▶ **Given entries**
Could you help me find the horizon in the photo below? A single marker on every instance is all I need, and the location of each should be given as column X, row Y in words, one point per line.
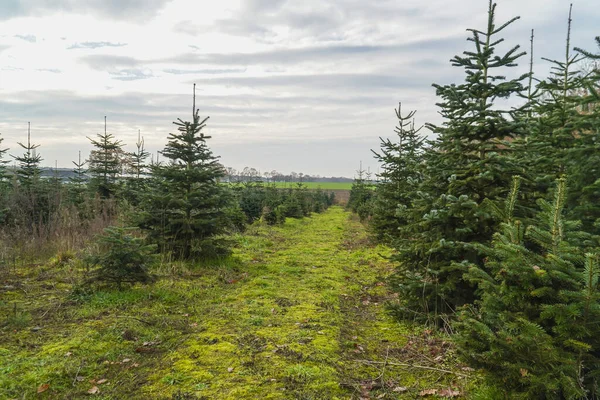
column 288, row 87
---
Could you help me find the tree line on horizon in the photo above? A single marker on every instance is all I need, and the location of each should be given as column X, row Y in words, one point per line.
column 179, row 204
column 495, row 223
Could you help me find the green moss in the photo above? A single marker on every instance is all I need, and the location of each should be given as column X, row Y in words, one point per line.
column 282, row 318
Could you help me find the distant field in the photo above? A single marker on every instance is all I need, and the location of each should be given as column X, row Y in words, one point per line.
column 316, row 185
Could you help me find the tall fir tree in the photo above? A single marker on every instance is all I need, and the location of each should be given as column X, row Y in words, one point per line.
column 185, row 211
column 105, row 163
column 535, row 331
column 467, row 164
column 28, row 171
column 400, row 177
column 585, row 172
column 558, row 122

▶ **Task to complete**
Copy the material verbatim, starting at the line that contains "Could you help me find the distant" and ending at the line that contains "column 558, row 122", with both of those lines included.

▶ **Response to the exercise**
Could you help me find the distant field in the photo above? A single marker on every instance is all I need, and the location of each should be given as column X, row Y in words, one point per line.
column 316, row 185
Could you help me find the tall fir tree in the photo above? A single marker on every instance is all I need, and the location of each should be given as column X, row Y in words, one point per line.
column 185, row 211
column 105, row 163
column 535, row 331
column 467, row 164
column 28, row 171
column 400, row 177
column 585, row 172
column 558, row 122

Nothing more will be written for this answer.